◆ Exercise instructions: How many of the lines below contain the word "aspen"? Reply with the number alone.

◆ Task input:
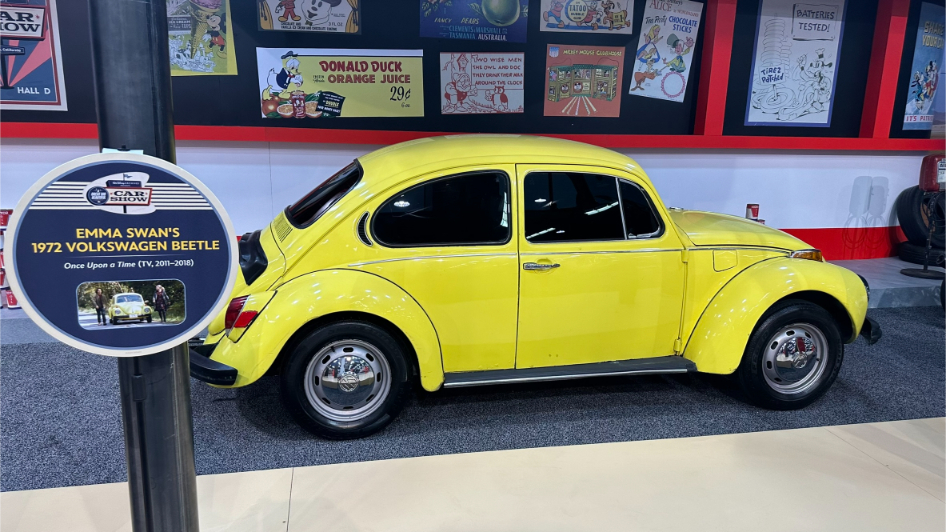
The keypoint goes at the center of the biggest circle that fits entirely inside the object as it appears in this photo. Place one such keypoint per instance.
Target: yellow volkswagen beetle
(476, 260)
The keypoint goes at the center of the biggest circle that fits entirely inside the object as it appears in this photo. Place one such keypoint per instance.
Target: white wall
(795, 190)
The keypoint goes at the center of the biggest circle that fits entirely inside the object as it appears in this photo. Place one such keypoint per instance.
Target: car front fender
(722, 332)
(319, 295)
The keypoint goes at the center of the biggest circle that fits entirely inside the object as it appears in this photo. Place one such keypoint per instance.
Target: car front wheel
(346, 380)
(792, 357)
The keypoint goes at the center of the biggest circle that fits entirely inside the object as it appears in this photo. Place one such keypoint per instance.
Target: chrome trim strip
(398, 259)
(569, 376)
(601, 252)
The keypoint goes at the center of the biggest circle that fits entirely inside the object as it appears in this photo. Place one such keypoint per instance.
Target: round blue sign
(121, 254)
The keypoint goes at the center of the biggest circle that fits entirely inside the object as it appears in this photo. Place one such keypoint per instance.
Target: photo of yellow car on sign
(137, 303)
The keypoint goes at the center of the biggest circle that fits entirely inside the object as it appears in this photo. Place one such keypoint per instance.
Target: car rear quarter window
(570, 206)
(465, 209)
(313, 205)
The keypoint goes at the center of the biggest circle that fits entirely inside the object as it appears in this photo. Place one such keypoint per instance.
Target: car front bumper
(210, 371)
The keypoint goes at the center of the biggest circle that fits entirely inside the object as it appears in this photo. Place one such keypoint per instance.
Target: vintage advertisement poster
(31, 72)
(200, 39)
(922, 95)
(473, 83)
(332, 16)
(583, 80)
(604, 16)
(794, 63)
(475, 20)
(665, 50)
(331, 83)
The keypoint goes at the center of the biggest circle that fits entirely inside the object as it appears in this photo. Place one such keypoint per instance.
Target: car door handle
(532, 266)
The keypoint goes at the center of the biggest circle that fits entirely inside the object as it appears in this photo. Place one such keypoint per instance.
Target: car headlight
(810, 254)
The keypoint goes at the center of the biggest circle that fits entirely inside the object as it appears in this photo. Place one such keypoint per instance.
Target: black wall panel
(235, 100)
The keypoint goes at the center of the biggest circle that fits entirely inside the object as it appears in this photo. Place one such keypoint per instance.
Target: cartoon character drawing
(681, 48)
(288, 8)
(499, 99)
(814, 92)
(555, 13)
(649, 49)
(215, 31)
(289, 74)
(649, 73)
(317, 12)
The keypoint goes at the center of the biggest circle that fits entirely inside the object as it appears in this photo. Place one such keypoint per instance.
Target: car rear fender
(722, 332)
(303, 300)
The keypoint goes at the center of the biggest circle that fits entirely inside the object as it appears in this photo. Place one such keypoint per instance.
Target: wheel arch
(722, 332)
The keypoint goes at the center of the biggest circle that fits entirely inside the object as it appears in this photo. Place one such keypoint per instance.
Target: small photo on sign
(474, 83)
(114, 304)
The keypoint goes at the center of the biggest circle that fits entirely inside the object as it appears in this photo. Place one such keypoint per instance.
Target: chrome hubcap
(794, 358)
(347, 380)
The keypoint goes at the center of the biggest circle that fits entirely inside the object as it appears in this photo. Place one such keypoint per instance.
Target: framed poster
(200, 38)
(332, 83)
(583, 81)
(475, 20)
(795, 63)
(605, 16)
(922, 97)
(663, 58)
(481, 83)
(31, 73)
(327, 16)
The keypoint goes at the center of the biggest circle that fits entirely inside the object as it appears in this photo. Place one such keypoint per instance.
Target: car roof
(433, 153)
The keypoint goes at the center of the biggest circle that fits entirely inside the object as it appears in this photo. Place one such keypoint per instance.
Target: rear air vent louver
(281, 227)
(363, 229)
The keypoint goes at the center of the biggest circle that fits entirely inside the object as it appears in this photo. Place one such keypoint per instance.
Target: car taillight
(233, 311)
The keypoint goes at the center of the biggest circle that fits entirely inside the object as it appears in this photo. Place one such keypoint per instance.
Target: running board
(641, 366)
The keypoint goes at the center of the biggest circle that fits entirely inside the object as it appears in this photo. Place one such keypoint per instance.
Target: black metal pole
(132, 76)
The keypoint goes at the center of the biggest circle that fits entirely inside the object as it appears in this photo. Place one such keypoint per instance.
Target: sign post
(125, 254)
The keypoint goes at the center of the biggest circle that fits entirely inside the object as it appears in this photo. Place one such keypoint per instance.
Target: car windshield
(308, 209)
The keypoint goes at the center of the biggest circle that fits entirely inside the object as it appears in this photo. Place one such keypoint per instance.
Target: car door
(601, 269)
(448, 239)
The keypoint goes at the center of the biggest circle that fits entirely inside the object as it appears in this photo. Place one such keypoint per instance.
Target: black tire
(916, 254)
(915, 210)
(313, 417)
(782, 316)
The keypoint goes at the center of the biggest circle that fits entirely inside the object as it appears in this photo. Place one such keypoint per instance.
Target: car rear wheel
(793, 356)
(346, 380)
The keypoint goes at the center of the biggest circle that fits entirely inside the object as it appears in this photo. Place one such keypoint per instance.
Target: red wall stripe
(887, 49)
(33, 130)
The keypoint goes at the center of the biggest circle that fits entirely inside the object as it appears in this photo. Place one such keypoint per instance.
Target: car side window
(640, 220)
(571, 206)
(466, 209)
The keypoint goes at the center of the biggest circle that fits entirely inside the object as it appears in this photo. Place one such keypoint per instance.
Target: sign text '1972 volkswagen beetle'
(474, 260)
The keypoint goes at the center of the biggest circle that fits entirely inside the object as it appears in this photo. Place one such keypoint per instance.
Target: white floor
(878, 476)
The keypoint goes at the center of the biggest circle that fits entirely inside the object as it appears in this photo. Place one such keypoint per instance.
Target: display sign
(606, 16)
(794, 63)
(327, 83)
(928, 57)
(583, 80)
(200, 38)
(121, 254)
(30, 67)
(476, 20)
(664, 53)
(481, 83)
(327, 16)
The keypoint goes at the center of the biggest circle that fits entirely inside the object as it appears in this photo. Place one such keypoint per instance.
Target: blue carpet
(60, 422)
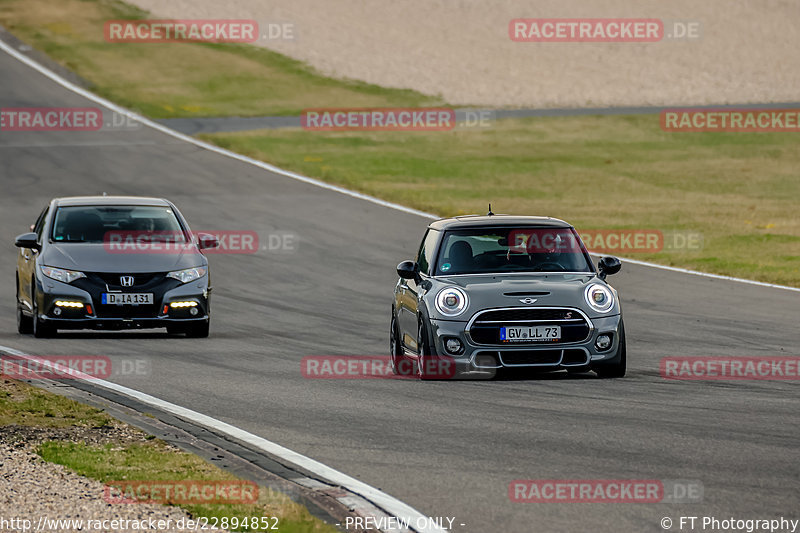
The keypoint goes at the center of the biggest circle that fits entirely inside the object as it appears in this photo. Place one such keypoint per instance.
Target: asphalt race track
(445, 448)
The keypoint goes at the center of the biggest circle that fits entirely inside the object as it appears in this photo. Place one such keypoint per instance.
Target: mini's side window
(38, 228)
(426, 251)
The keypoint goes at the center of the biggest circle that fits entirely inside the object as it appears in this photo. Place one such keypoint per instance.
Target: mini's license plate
(127, 298)
(530, 334)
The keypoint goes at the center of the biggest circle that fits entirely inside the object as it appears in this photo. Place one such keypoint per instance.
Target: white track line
(392, 505)
(266, 166)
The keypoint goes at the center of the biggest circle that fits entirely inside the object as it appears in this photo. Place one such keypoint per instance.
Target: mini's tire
(619, 367)
(396, 349)
(199, 330)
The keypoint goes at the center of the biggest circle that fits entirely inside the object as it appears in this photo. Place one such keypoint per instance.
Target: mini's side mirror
(408, 270)
(608, 265)
(27, 240)
(206, 240)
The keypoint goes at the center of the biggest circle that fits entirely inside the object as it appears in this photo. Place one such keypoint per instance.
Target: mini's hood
(548, 290)
(89, 257)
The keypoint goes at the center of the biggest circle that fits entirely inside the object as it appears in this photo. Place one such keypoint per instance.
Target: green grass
(28, 406)
(738, 190)
(148, 460)
(184, 79)
(153, 461)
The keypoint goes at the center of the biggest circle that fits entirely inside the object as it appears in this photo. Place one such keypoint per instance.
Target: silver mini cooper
(505, 292)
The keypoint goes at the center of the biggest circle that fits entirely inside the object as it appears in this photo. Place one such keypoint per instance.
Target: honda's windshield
(101, 223)
(517, 249)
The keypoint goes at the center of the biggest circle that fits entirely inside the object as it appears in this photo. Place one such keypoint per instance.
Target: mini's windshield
(95, 223)
(519, 249)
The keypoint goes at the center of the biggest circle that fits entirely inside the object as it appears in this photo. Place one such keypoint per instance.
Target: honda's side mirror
(27, 240)
(206, 240)
(608, 265)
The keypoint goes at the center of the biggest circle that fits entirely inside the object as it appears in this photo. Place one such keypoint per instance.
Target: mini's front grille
(485, 328)
(524, 314)
(531, 357)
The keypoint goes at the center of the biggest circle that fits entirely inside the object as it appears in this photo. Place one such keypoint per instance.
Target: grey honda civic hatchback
(505, 292)
(111, 263)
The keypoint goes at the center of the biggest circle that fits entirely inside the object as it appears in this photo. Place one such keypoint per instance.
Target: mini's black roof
(110, 200)
(469, 221)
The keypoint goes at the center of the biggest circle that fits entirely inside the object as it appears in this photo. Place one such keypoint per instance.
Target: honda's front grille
(156, 283)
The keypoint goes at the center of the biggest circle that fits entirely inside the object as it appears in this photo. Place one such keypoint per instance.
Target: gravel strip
(461, 49)
(33, 489)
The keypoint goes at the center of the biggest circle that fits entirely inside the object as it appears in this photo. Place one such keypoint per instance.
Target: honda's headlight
(599, 297)
(62, 274)
(451, 301)
(189, 274)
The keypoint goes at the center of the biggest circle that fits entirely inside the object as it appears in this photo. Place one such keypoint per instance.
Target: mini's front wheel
(199, 330)
(617, 368)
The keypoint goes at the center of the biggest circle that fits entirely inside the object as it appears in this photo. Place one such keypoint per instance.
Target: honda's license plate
(127, 298)
(530, 334)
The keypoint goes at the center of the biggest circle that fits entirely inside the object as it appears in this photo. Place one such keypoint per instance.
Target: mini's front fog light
(603, 342)
(183, 304)
(453, 345)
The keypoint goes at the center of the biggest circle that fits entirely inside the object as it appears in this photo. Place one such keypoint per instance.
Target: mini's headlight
(61, 274)
(187, 275)
(599, 297)
(451, 301)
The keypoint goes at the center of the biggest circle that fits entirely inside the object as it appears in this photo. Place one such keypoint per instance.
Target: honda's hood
(90, 257)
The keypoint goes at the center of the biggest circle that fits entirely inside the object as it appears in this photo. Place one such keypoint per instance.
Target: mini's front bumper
(483, 358)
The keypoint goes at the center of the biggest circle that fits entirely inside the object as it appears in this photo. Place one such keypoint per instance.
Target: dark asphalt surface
(446, 448)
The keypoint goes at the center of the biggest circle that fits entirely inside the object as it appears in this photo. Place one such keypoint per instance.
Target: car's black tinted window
(94, 223)
(502, 250)
(426, 251)
(38, 228)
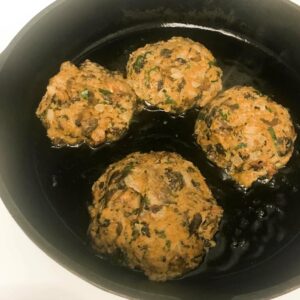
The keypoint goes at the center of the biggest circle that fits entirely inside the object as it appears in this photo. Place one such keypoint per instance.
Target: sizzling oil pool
(257, 223)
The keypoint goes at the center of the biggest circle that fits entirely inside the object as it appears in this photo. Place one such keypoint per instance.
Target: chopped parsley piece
(147, 79)
(273, 135)
(223, 115)
(168, 99)
(106, 95)
(212, 63)
(105, 92)
(269, 109)
(240, 146)
(85, 94)
(161, 233)
(140, 62)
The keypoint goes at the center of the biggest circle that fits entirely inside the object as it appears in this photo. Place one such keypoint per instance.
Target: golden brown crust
(87, 104)
(157, 210)
(174, 75)
(246, 133)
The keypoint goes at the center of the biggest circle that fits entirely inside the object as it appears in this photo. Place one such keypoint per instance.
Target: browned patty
(246, 133)
(155, 209)
(88, 104)
(174, 75)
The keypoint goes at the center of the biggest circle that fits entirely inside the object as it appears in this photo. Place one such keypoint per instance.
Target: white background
(27, 273)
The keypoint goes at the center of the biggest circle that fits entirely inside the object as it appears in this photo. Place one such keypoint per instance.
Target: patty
(157, 211)
(88, 104)
(246, 133)
(174, 75)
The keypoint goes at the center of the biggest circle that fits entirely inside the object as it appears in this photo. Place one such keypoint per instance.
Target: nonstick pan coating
(47, 190)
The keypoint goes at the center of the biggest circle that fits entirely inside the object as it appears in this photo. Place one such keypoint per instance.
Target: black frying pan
(47, 190)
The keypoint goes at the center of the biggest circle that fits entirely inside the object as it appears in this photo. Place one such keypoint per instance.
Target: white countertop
(27, 273)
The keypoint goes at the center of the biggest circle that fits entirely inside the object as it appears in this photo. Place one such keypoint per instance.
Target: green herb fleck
(234, 106)
(168, 244)
(223, 115)
(269, 109)
(140, 62)
(85, 94)
(105, 92)
(240, 146)
(212, 63)
(273, 135)
(161, 233)
(168, 99)
(147, 76)
(127, 170)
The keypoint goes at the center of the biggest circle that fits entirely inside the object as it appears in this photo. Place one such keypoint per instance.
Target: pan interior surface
(48, 190)
(257, 223)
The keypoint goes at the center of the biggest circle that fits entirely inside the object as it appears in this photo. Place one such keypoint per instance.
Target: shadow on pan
(47, 190)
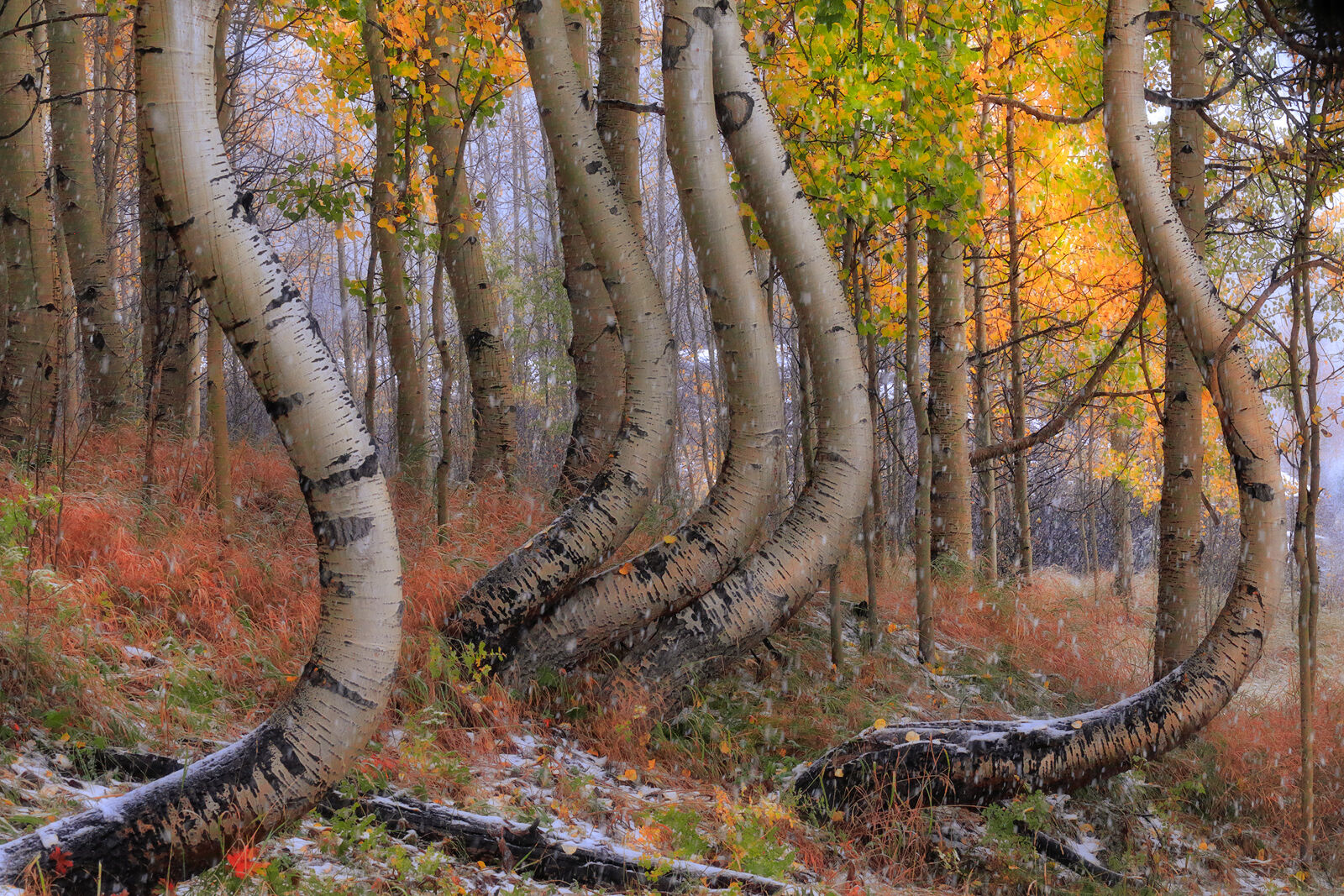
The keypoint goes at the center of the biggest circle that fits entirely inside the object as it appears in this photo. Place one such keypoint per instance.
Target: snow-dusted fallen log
(512, 844)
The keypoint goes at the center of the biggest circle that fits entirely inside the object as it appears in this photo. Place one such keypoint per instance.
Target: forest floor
(134, 625)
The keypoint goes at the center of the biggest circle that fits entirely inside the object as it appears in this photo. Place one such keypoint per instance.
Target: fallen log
(492, 839)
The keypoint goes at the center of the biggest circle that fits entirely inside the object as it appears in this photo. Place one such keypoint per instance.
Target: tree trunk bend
(541, 573)
(624, 600)
(976, 762)
(181, 824)
(770, 584)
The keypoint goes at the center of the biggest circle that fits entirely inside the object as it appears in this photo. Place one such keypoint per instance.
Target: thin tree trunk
(949, 396)
(625, 602)
(984, 365)
(401, 338)
(1178, 631)
(539, 573)
(974, 762)
(31, 348)
(1120, 512)
(101, 336)
(444, 470)
(618, 80)
(488, 363)
(596, 343)
(188, 820)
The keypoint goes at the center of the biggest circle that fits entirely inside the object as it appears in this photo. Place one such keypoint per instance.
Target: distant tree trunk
(837, 621)
(1120, 512)
(541, 573)
(596, 342)
(618, 80)
(444, 469)
(1021, 465)
(29, 375)
(924, 461)
(101, 336)
(976, 762)
(490, 367)
(188, 820)
(1176, 631)
(770, 584)
(412, 450)
(1308, 417)
(625, 602)
(949, 396)
(984, 407)
(217, 398)
(347, 340)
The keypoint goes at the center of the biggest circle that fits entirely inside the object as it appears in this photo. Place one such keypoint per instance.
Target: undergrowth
(131, 622)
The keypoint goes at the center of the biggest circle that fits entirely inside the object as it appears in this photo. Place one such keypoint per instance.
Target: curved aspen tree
(597, 521)
(412, 432)
(770, 584)
(490, 369)
(687, 563)
(949, 394)
(596, 343)
(1176, 631)
(974, 762)
(29, 371)
(617, 86)
(80, 208)
(181, 824)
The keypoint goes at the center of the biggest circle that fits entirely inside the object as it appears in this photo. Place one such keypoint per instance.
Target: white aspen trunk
(29, 374)
(974, 762)
(539, 573)
(627, 600)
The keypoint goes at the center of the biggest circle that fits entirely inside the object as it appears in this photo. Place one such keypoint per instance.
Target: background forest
(707, 401)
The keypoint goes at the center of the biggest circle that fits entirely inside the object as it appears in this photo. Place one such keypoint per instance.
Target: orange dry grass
(160, 574)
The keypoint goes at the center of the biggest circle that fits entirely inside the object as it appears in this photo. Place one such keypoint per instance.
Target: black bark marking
(734, 110)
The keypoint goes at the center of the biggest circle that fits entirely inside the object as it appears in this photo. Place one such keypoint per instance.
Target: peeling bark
(596, 342)
(541, 573)
(627, 600)
(29, 372)
(770, 584)
(475, 297)
(949, 396)
(412, 432)
(978, 762)
(181, 824)
(80, 208)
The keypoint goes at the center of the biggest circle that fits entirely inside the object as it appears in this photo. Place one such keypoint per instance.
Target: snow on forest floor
(538, 773)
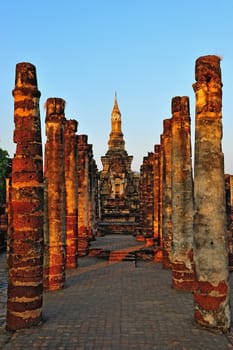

◆ Task response: 2